_Supplied records_:
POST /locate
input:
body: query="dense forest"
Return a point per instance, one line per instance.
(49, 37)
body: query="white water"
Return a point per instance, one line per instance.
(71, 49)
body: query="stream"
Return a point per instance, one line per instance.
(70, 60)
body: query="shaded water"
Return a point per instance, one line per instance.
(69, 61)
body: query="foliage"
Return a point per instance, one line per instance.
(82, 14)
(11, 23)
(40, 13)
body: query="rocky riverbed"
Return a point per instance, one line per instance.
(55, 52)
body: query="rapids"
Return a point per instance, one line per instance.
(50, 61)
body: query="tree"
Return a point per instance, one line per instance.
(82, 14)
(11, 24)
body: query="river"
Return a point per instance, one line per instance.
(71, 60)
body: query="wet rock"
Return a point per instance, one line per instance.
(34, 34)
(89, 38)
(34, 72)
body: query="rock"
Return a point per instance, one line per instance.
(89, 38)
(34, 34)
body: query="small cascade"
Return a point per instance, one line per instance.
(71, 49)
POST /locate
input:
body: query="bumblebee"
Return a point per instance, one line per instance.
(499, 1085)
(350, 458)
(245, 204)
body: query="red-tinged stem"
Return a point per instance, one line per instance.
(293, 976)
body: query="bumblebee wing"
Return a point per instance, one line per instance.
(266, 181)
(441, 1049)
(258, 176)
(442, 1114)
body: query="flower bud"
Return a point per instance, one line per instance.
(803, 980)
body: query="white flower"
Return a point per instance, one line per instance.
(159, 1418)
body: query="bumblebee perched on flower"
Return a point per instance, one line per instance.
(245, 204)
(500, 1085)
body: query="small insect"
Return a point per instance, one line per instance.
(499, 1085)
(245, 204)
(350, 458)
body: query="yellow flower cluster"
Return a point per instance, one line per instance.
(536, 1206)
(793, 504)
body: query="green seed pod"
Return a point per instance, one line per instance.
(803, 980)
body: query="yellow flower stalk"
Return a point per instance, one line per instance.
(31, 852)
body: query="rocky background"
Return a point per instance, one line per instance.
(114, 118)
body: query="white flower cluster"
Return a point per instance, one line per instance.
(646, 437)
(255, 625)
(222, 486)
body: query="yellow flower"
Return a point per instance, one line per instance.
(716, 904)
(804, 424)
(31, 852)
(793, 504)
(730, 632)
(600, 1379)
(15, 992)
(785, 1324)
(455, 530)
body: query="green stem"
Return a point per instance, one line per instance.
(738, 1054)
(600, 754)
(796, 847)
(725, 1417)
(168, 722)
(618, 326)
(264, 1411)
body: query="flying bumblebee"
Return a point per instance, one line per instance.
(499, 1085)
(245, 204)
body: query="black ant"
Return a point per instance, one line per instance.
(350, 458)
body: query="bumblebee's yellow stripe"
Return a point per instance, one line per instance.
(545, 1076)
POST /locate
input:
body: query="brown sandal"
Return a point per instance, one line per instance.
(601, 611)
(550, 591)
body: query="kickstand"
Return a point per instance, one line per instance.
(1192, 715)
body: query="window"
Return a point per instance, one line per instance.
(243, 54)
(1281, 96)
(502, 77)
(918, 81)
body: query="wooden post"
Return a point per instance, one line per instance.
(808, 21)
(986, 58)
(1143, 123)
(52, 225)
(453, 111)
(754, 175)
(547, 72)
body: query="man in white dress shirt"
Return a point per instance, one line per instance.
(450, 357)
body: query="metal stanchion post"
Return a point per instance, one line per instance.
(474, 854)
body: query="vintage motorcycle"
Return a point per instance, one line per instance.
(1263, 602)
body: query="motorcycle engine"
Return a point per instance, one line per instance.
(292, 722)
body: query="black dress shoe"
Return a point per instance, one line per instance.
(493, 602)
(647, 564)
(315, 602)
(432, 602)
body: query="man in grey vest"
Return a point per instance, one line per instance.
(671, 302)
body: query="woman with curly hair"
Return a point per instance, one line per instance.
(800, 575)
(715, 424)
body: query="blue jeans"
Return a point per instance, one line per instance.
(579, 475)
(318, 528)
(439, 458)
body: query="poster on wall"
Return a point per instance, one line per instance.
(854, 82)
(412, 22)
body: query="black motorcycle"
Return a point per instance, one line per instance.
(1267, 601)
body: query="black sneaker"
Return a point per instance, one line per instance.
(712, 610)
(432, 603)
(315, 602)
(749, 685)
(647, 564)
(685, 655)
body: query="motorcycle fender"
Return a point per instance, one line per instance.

_Assignment_: Of the lines in the data above, some may include the word "flower"; state how many, with no added words.

_Your solution_: 7